▶ **WORK TO COMPLETE**: Transcribe the records below word for word, starting with the line containing "Query: snow-capped peak" and continuing through the last line of the records.
** Start INPUT FOR THIS TASK **
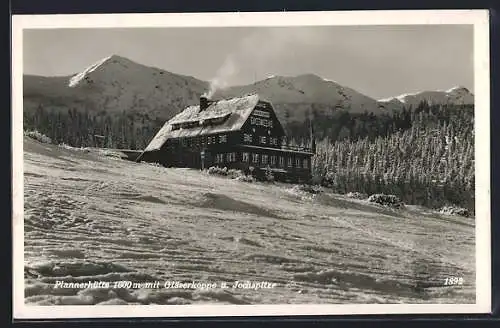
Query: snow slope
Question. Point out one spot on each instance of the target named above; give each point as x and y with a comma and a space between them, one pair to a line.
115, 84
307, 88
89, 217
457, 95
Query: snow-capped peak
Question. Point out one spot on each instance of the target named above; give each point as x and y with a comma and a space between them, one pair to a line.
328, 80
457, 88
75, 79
** End INPUT FOR THIS TASK **
▶ **RESPONSE TO THIS EXERCISE**:
Query: snow-capped peak
Question. Point out one spot on each instance of the target named above; give each point as x and y with a comma and a space between them, one pair to a line.
328, 80
457, 88
75, 79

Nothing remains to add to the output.